◆ **INSTRUCTIONS TO FOLLOW**: Each record below must be returned exactly as shown.

══════════════════════════════

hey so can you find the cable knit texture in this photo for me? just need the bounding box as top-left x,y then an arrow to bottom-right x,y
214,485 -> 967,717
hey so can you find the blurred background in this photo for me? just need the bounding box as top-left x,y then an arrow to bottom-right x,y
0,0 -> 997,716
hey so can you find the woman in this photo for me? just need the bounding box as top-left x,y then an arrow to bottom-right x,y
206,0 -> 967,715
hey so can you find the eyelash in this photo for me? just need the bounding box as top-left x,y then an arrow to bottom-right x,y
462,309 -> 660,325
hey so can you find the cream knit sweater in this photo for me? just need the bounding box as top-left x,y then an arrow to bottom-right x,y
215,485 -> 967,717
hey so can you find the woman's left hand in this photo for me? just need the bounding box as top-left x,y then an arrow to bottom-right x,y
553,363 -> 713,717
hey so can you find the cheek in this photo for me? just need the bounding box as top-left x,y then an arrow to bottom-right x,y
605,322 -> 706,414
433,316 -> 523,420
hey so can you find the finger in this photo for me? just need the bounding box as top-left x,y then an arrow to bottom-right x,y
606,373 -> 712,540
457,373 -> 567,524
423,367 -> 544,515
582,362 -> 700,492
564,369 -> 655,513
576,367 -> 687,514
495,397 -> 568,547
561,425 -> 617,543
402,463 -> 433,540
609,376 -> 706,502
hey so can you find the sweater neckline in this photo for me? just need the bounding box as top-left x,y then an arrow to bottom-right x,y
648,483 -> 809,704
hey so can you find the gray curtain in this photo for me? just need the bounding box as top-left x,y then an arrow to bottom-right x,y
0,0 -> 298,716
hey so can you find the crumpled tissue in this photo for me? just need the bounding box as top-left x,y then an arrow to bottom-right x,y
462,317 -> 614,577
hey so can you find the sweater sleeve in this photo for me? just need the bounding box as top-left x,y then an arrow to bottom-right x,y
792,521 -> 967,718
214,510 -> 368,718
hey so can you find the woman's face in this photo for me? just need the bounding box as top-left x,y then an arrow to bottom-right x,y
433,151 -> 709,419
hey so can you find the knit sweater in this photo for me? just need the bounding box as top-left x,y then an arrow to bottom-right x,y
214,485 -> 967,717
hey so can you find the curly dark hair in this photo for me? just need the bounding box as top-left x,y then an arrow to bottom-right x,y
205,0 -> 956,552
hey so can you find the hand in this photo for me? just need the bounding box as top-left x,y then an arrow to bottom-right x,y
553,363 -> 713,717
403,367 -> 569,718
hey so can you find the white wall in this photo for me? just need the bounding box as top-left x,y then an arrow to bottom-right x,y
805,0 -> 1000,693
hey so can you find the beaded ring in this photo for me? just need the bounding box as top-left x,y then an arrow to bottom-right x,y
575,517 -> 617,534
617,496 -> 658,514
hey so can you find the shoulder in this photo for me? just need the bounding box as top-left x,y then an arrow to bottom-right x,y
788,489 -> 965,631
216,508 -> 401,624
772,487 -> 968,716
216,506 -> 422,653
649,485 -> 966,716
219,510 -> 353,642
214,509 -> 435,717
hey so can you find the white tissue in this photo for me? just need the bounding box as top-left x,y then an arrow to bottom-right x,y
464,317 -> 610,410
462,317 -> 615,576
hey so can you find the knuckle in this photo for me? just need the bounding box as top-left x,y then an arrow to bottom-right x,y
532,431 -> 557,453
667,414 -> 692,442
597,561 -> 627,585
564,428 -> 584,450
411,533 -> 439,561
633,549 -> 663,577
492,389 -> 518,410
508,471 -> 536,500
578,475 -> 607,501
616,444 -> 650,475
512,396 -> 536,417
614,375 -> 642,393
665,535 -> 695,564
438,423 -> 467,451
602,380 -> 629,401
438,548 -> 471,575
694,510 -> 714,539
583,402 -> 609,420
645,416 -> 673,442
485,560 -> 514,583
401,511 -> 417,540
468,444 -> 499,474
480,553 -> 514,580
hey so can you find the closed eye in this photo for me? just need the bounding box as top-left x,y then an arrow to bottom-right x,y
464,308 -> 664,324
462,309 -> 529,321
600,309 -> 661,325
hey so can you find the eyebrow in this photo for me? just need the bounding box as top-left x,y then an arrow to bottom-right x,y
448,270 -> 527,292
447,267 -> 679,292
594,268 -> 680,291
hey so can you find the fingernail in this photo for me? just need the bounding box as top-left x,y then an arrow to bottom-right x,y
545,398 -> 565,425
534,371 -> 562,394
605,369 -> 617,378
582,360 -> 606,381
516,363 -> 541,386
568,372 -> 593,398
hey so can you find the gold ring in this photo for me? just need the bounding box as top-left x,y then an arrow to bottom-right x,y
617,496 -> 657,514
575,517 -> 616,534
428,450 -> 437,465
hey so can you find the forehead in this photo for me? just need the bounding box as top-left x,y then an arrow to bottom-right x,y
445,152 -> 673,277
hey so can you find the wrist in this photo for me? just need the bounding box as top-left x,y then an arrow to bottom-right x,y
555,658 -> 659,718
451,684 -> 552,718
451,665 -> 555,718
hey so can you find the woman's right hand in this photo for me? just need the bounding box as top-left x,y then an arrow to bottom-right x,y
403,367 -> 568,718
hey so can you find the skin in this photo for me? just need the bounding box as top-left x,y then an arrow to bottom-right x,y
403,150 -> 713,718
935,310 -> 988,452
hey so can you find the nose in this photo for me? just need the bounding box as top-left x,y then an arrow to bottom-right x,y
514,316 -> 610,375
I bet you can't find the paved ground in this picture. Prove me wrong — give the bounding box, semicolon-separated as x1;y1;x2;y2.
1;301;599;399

══════════════════════════════

◆ **WRITTEN SOLUTION**:
hey so can you find the cable knit texture in this photo for me? just need the bounding box as top-left x,y then an arrow to bottom-right x,y
214,485 -> 967,717
hey so can you find the blurred background in this photo for me? just need the bounding box as top-left x,y then an arrow to bottom-right x,y
0,0 -> 997,716
hey so can you find the woman in this photo for me? just need the bounding box as top-left x,y then an arrow to bottom-right x,y
206,0 -> 967,715
hey so can you find the eyelash in this photo for me? just need the bounding box as top-left x,y then an arrow to bottom-right x,y
462,309 -> 660,325
hey so can you find the cream knit sweater in this photo for me? just need the bounding box as top-left x,y then an arrow to bottom-right x,y
215,485 -> 967,717
hey so can you find the woman's left hand in this photo for me? just need the bounding box as top-left x,y then an arrow to bottom-right x,y
553,363 -> 713,717
hey so can you find the cheek in this photo for me? just need the bounding box as top-left x,y then an arrow to bottom-right x,y
605,322 -> 706,414
433,316 -> 523,420
hey so can you find the finger in this photo for me? just need the bounding box as top-left x,y then an arrow to bottom-right x,y
606,373 -> 712,540
457,373 -> 567,524
423,367 -> 544,515
582,362 -> 700,492
564,369 -> 655,513
576,367 -> 687,514
495,397 -> 568,547
561,425 -> 617,543
402,463 -> 433,540
609,376 -> 706,502
hey so can you find the sweater neckline in this photo for me? just need the bounding box as top-left x,y then an arrow to bottom-right x,y
648,483 -> 809,704
hey so can you find the gray curtain in this photo for me? just need the bounding box as top-left x,y then an arrow to bottom-right x,y
0,0 -> 298,716
hey so can you find the crumpled tissue in this photo for me? just need the bounding box as top-left x,y then an arrow to bottom-right x,y
462,317 -> 614,577
hey so can you find the sweater sleeve in this photo for me? just need the bounding box as top-left x,y then an arrow to bottom-right x,y
792,521 -> 967,718
214,510 -> 368,718
hey so can you find the woman's face in this photo for me? just need the bounding box as top-left x,y then an arrow to bottom-right x,y
433,151 -> 709,419
hey so can you find the knit sweater in this photo for me? just need the bounding box as top-left x,y then an arrow to bottom-right x,y
214,485 -> 967,717
hey so can you find the curly dark hair in this photo for me? just need the bounding box as top-left x,y then an arrow to bottom-right x,y
205,0 -> 956,552
hey so can you find the hand in this photo for me? just need the bounding box as top-left x,y then an arrow to bottom-right x,y
553,363 -> 713,717
403,367 -> 569,718
hey so can you find the white wall in this photo for me? just need the bounding box as top-left x,y then an arrow to bottom-right x,y
805,0 -> 1000,693
hey so can you find the beaded ring in this photo for me? just need the bounding box as top-left x,y then an arrow to bottom-right x,y
575,517 -> 617,534
617,496 -> 658,514
hey so can you find the shoulder in this photo for me? just need the bounding box as top-left x,y then an arrow to bottom-right x,y
788,489 -> 965,631
216,508 -> 401,624
772,487 -> 968,716
216,506 -> 422,653
649,485 -> 966,716
219,510 -> 353,642
214,509 -> 435,717
hey so can you find the white tissue in this photo for me? just need the bounding box as top-left x,y then an arrow to bottom-right x,y
464,317 -> 610,410
462,317 -> 615,576
hey so can you find the knuckle in this photo for me? just need the bounding box as top-left x,y then an arrow to bottom-right x,y
532,431 -> 557,453
667,414 -> 692,442
597,561 -> 627,585
564,428 -> 584,450
411,533 -> 439,561
633,549 -> 663,577
492,389 -> 518,410
508,471 -> 536,500
578,475 -> 607,501
616,444 -> 650,475
512,396 -> 536,417
614,375 -> 642,393
665,535 -> 695,564
438,423 -> 467,451
602,380 -> 629,401
438,548 -> 471,575
694,510 -> 714,539
583,402 -> 609,420
645,416 -> 673,442
485,560 -> 514,583
401,511 -> 417,540
468,444 -> 499,474
480,553 -> 514,580
hey so can you find the closed eye in this photo for me? just need the bounding box as top-left x,y then an arrow to bottom-right x,y
464,308 -> 664,324
462,309 -> 529,321
600,309 -> 661,325
hey so can you find the eyebrow in this photo for me? just need the bounding box as top-left x,y then an arrow to bottom-right x,y
448,270 -> 527,292
447,267 -> 679,292
594,268 -> 680,291
hey so can you find the fingernail in this photo for me? just need the bounding box as top-left x,y then an arrow to bottom-right x,y
545,398 -> 565,425
534,371 -> 562,394
605,369 -> 617,378
582,360 -> 606,381
516,363 -> 541,386
568,372 -> 593,398
hey so can you find the gold ring in this photo for me? just need the bounding box as top-left x,y then an arrow to bottom-right x,y
617,496 -> 657,514
575,517 -> 616,534
428,450 -> 437,465
hey so can you find the forehead in this photo for me? just need the bounding box as top-left x,y then an arrow to bottom-right x,y
445,152 -> 673,277
hey so can you find the wrist in this photo for me? just need the bounding box as top-left x,y then an arrow to bottom-right x,y
555,658 -> 659,718
451,684 -> 552,718
451,665 -> 555,718
hey so can you find the woman's right hand in this photo for me? just need the bounding box as top-left x,y then an arrow to bottom-right x,y
403,367 -> 568,718
hey so can you find the skin in this photo for me? just need the bounding box as top-left x,y then an arrow to bottom-right x,y
403,150 -> 713,718
935,310 -> 988,452
hey so can you find the nose in this photo for me? just need the bounding box as top-left x,y then an arrow to bottom-right x,y
514,316 -> 610,375
I bet you can't find the paved ground in this picture. Prove me wrong — give the bounding box, semicolon-separated as x1;y1;x2;y2.
1;301;599;399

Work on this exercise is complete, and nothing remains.